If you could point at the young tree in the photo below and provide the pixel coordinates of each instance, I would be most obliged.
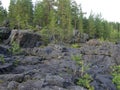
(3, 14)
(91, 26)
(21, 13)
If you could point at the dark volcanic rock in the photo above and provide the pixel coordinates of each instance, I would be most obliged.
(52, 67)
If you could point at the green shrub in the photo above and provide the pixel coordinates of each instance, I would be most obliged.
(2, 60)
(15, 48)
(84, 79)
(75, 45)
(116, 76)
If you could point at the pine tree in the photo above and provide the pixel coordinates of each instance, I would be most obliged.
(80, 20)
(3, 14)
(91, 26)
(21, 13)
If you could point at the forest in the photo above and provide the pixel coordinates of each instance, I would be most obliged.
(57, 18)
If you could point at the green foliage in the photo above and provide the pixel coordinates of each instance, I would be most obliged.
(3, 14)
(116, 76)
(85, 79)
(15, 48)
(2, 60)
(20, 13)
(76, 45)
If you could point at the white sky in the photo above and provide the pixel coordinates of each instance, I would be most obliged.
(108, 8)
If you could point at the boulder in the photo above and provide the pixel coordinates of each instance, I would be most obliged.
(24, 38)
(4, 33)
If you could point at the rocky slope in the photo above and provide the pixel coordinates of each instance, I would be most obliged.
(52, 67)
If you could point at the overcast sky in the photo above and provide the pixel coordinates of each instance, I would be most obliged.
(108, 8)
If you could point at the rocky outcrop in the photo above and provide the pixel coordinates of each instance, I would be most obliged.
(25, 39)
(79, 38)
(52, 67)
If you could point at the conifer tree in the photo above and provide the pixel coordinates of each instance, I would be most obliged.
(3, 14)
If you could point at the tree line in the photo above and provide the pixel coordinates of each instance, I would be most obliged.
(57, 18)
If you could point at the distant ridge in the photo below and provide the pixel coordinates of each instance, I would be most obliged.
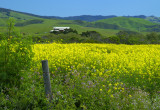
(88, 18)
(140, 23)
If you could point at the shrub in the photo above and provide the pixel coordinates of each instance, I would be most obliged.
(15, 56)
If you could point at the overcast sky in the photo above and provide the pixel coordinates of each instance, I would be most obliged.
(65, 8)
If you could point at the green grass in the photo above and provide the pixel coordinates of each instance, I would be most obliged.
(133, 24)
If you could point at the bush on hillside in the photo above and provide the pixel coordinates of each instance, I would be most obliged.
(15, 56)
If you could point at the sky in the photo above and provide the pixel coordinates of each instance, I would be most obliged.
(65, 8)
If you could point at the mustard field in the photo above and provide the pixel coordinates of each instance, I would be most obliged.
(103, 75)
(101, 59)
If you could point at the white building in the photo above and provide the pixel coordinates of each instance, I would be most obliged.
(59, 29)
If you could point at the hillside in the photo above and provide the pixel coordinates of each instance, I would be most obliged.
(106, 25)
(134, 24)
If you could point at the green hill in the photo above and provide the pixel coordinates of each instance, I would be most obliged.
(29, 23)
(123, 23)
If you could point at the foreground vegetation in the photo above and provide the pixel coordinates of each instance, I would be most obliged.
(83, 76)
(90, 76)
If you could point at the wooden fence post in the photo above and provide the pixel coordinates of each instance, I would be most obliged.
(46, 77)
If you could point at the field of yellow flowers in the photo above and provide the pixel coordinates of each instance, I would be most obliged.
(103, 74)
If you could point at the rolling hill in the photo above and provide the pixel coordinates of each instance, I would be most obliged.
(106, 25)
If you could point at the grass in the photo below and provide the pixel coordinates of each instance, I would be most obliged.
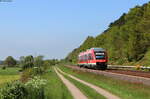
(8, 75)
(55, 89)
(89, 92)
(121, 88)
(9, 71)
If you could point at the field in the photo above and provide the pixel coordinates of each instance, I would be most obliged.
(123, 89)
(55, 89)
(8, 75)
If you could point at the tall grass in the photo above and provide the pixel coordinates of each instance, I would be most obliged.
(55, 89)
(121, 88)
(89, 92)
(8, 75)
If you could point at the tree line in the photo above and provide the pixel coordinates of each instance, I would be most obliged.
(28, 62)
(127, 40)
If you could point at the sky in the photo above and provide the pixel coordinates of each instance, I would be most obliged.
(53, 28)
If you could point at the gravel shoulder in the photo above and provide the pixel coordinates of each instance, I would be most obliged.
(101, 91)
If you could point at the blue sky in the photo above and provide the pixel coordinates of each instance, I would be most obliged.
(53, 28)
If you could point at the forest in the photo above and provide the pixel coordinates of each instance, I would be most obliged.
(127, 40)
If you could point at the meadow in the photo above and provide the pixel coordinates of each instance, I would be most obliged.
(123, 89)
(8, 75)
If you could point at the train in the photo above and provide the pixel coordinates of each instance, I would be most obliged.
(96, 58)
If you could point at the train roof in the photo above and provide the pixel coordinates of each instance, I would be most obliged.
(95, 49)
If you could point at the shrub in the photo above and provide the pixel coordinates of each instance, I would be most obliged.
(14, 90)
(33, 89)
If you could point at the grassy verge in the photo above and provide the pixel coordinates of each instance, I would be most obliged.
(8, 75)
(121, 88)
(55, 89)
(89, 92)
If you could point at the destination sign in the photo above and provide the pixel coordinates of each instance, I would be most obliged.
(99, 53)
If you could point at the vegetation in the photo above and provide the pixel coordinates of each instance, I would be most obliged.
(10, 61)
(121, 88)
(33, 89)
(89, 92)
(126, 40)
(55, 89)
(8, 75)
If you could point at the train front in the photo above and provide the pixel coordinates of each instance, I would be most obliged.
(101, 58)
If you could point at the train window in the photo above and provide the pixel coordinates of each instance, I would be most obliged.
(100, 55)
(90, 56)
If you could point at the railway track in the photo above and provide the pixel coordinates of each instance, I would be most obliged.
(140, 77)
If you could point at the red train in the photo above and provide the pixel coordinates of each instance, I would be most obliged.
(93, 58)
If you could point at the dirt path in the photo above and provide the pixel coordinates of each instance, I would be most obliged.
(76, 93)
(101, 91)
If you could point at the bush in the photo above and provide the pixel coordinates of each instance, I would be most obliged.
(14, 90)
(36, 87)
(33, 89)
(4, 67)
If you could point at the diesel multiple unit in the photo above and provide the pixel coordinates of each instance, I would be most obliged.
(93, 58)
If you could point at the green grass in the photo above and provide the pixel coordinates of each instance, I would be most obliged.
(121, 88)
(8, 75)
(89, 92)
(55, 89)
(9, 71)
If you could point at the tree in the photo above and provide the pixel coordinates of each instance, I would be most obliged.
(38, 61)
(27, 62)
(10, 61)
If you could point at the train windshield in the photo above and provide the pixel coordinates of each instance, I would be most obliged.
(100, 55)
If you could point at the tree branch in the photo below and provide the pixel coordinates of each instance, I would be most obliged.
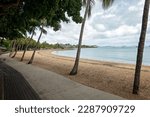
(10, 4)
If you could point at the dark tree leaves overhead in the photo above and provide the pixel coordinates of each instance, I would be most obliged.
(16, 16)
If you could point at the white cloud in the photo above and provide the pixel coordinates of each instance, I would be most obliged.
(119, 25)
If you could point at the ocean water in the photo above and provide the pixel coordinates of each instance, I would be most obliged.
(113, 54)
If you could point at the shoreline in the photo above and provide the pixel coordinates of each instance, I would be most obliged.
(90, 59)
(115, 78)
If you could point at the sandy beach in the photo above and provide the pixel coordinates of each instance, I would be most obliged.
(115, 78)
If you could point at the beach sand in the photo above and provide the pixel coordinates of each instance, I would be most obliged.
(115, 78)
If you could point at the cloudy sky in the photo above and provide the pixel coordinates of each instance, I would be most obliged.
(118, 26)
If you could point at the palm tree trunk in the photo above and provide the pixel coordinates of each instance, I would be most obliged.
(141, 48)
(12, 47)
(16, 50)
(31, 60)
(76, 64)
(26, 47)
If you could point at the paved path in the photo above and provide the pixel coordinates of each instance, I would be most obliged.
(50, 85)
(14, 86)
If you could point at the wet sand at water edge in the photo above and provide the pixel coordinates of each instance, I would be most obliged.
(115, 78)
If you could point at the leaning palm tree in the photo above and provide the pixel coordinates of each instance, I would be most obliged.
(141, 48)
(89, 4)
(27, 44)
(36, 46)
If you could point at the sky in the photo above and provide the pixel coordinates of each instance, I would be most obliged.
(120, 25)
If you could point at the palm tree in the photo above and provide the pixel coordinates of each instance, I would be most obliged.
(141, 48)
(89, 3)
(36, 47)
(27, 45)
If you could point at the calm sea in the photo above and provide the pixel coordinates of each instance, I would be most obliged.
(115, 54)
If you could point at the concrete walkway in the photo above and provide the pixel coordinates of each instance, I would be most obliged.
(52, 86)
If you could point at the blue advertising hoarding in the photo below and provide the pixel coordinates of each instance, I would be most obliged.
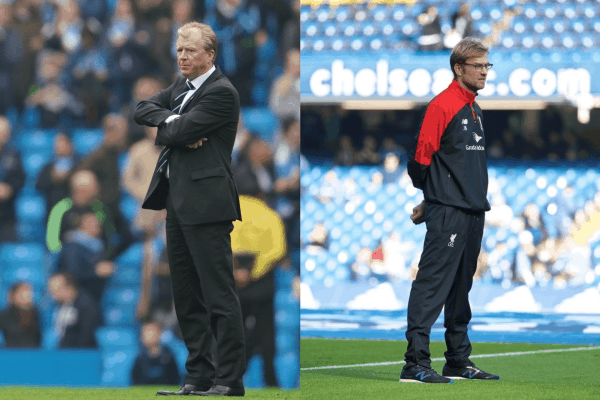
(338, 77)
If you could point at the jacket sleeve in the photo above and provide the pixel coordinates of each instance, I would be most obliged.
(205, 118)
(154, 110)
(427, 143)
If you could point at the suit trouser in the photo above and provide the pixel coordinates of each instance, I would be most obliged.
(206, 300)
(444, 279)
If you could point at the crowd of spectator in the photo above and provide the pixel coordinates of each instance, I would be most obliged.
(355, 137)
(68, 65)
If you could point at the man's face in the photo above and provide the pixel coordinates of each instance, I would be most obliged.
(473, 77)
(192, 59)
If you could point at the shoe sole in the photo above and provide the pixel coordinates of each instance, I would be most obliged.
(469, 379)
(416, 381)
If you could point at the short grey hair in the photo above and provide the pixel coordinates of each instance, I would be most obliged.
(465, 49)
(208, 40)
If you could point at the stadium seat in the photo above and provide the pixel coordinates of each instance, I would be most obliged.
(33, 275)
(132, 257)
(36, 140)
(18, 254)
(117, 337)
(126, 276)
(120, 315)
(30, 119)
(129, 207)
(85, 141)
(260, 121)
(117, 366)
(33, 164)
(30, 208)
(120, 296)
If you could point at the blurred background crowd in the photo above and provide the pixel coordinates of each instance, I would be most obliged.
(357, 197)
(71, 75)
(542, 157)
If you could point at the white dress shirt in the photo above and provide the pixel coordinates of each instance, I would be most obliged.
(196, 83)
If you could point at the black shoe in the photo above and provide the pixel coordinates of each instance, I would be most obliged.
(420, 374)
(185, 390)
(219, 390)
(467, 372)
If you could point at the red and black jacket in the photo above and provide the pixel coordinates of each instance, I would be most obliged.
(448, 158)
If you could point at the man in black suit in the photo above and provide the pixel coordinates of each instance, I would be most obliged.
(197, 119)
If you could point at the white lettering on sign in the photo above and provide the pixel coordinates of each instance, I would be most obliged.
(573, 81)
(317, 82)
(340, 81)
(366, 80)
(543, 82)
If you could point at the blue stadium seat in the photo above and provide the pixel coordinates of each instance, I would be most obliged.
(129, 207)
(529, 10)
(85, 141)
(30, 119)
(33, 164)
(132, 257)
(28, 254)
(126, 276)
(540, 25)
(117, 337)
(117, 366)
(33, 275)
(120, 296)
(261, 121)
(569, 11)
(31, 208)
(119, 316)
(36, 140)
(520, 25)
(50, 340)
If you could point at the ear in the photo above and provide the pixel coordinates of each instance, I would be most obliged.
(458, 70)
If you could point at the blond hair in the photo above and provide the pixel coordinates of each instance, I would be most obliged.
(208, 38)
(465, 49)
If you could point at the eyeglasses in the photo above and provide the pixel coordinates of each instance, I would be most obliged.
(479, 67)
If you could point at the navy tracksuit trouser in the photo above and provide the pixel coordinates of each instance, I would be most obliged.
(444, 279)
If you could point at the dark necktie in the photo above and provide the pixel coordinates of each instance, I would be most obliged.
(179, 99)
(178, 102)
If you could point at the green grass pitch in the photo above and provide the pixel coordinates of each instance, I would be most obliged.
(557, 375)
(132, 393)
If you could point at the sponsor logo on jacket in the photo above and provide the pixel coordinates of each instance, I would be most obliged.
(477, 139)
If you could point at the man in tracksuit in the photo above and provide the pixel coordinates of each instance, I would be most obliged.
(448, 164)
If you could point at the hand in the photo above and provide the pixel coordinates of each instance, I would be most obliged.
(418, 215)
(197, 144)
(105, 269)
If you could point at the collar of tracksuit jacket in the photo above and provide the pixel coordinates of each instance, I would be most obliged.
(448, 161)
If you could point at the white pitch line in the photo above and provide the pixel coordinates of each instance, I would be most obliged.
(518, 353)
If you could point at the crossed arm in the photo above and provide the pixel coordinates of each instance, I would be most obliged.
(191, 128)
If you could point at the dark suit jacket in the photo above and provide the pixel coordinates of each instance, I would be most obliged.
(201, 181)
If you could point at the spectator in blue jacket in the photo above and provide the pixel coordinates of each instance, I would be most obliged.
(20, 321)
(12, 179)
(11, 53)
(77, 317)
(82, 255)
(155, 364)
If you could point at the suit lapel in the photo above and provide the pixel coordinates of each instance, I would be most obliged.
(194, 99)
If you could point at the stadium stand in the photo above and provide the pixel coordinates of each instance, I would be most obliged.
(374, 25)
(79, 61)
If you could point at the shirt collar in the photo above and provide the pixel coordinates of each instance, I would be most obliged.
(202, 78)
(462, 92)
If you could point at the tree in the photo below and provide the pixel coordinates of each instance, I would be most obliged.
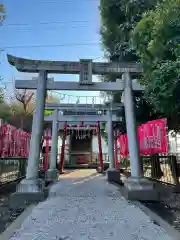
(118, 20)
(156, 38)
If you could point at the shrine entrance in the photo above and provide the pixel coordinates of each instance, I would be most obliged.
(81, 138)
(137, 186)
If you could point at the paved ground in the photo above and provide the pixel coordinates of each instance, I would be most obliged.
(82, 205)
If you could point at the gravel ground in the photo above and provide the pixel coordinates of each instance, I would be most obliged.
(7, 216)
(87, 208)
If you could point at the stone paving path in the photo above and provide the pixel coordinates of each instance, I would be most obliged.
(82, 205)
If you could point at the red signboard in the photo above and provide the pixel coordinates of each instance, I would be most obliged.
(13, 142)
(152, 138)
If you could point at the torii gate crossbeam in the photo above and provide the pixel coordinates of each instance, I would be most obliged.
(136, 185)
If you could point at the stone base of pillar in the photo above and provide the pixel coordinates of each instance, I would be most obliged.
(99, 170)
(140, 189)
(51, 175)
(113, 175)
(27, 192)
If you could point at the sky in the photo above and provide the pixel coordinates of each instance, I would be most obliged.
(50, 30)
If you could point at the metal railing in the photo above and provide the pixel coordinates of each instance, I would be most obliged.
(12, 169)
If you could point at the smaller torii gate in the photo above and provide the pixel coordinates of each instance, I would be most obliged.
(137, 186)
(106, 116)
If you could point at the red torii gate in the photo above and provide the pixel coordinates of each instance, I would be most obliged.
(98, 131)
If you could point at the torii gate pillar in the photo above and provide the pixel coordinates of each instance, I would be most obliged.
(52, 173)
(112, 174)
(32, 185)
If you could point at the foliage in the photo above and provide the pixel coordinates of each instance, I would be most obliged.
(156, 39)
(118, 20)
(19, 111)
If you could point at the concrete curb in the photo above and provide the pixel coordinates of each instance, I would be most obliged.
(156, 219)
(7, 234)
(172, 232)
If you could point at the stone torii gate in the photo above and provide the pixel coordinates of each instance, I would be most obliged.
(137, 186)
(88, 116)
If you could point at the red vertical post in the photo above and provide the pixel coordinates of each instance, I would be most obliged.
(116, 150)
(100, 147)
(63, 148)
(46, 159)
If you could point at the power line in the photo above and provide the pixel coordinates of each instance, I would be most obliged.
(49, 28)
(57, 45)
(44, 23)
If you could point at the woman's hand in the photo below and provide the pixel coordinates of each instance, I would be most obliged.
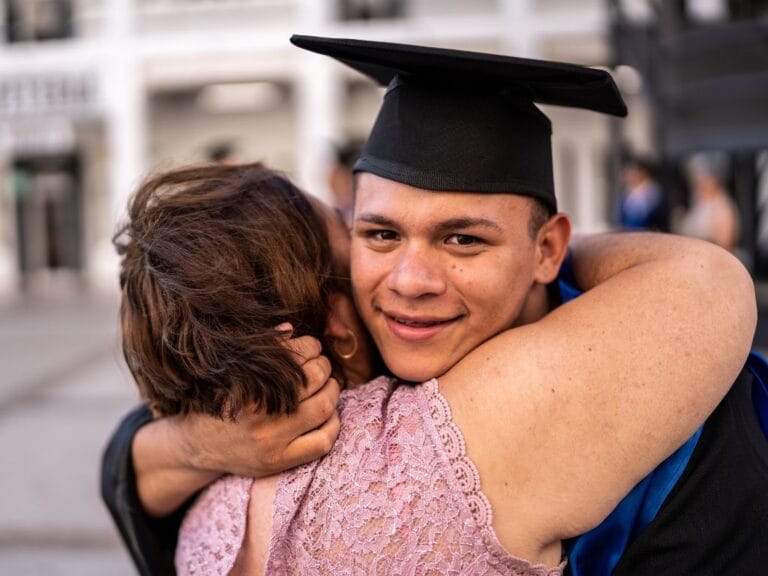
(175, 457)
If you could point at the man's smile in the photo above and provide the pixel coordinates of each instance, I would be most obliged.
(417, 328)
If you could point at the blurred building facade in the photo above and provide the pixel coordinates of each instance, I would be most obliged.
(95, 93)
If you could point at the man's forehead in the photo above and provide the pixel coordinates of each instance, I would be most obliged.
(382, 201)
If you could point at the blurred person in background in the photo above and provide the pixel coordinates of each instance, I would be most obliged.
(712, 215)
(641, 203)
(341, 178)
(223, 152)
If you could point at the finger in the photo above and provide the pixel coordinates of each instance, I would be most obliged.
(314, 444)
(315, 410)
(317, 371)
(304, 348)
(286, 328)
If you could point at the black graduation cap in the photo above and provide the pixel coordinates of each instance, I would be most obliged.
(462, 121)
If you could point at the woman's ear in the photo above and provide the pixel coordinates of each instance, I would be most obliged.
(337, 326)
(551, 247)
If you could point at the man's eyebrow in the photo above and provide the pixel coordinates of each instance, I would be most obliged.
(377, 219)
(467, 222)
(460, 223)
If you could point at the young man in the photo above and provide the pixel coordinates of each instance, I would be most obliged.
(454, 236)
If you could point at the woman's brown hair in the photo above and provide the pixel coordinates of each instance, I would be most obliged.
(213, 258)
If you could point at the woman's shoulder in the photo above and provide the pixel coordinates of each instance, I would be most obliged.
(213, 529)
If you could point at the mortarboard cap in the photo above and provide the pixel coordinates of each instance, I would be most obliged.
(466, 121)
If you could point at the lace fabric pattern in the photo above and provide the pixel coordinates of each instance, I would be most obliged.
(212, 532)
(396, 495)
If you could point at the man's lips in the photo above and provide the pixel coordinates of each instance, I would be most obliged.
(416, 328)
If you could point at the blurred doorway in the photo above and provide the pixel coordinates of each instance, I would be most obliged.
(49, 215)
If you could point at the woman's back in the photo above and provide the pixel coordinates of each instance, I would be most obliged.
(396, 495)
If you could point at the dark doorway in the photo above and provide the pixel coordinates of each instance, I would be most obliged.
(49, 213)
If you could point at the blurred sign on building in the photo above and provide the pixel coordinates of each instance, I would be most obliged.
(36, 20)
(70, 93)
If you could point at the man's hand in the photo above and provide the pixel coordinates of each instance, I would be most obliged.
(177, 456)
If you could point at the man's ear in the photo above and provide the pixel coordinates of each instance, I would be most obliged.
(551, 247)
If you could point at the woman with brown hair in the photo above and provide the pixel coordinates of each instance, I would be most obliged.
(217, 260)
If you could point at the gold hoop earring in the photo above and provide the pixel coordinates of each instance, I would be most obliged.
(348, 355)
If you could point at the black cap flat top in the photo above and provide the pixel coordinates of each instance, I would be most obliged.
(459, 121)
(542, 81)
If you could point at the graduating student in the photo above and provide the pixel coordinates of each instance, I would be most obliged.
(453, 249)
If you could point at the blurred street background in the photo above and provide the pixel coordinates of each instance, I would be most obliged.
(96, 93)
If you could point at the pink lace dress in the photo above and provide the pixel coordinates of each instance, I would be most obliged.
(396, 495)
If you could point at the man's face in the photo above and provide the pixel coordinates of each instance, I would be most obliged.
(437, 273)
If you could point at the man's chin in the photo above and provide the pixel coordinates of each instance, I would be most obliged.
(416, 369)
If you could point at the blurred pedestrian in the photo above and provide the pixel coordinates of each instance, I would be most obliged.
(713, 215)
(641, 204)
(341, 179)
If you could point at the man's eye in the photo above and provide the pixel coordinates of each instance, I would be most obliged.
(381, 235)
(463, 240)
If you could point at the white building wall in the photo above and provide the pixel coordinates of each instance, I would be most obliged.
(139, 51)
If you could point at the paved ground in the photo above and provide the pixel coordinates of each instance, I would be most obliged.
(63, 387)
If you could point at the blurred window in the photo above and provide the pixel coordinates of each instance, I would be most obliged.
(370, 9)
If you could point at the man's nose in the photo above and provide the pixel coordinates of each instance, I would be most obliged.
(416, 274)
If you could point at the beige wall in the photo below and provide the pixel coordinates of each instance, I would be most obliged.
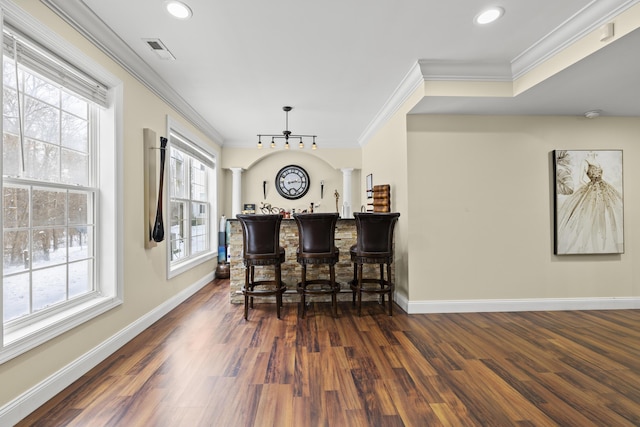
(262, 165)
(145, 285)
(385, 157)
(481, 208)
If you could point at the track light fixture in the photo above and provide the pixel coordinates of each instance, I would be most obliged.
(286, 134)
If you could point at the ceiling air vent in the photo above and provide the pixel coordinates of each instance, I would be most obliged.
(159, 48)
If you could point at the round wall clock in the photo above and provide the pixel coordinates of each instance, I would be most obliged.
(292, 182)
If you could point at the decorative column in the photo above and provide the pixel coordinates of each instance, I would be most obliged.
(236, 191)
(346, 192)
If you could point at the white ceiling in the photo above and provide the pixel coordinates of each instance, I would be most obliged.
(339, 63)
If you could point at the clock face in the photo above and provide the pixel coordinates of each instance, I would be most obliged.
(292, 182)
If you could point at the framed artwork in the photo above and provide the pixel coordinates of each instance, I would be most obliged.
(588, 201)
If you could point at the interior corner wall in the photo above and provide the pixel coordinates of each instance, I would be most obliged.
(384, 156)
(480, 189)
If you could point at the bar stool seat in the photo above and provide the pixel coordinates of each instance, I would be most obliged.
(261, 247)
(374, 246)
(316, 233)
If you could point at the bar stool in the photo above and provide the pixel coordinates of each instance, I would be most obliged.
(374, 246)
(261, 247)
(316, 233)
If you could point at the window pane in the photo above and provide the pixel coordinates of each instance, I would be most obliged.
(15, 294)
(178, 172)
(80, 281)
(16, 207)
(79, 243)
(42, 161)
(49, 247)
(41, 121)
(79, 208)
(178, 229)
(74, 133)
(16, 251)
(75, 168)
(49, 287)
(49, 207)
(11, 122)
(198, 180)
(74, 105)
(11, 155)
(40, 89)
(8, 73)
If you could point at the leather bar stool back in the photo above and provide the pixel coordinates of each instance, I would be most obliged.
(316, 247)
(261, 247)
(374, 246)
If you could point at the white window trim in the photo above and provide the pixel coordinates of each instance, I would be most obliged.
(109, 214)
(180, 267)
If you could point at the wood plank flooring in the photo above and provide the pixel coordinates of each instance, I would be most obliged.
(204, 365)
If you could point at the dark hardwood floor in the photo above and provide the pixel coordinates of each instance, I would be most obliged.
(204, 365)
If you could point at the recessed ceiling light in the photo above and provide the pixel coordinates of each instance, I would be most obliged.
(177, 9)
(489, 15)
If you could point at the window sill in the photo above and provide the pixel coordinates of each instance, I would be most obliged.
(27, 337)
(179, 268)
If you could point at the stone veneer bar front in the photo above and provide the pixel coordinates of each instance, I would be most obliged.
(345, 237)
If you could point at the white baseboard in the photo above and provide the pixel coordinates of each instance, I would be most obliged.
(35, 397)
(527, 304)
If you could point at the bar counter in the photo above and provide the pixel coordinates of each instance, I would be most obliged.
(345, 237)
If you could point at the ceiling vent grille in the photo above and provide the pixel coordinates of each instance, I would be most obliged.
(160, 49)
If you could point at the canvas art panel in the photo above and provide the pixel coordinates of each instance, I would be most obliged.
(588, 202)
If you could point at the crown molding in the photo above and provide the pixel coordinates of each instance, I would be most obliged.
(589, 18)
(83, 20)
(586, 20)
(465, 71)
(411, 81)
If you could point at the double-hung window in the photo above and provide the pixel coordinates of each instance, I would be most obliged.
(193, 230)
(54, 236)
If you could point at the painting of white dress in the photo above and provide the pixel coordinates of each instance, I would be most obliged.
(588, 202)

Short problem> Print exactly the lines above, starting at the line that contains "If you could point at the white window" and ending with the last line of the records, both included.

Result for this task>
If you could point at the white window trim in the photo above and provide the pixel coordinates of each instance, I would be most obliged.
(109, 214)
(180, 267)
If you could point at the wood plank flooring in the photo above and provide the pixel coordinates of each instance, I would be most obliged.
(204, 365)
If you could point at the dark hardwood floor in the photo above and provide the pixel coordinates of each instance, I would be most obliged.
(204, 365)
If you could point at the recessed ceiling light in the photo above and provide the pixel coordinates of each instance, I would be most obliged.
(177, 9)
(489, 15)
If you could point at the window sill in the photo above and provide the pixel coordinates of each instance, I would be most obliged.
(27, 337)
(179, 268)
If you could point at the stone veneer bar front in the photo above and provide the pixel coordinates of each instance, I would be most obliged.
(345, 237)
If you could point at the white baseboard in the photo above and provide the pixel coordinates of each instance, I would be most obliged.
(35, 397)
(527, 304)
If you could point at the bar counter in the photo above and provide the pixel coordinates of each instance, I would be most obliged.
(345, 237)
If you could point at the ceiling vent grille in the photo above and provide the pixel coordinates of each instance, I would be most obliged.
(160, 49)
If you could point at the canvas art panel in the photo above and provide the pixel coordinates of each instance, I would be most obliged.
(588, 202)
If you could point at the crown molding in the photo above and provide the pixel coordinates of each instance, I would be most obliged.
(589, 18)
(83, 20)
(586, 20)
(465, 71)
(411, 81)
If you could point at the double-hung window in the photo above and provide the pixel coordinates of each instance, I would be most obliged.
(193, 230)
(54, 236)
If you could point at the painting of white dress in the photo above and provide the pixel coordinates of each instance, I would be most obliged.
(588, 202)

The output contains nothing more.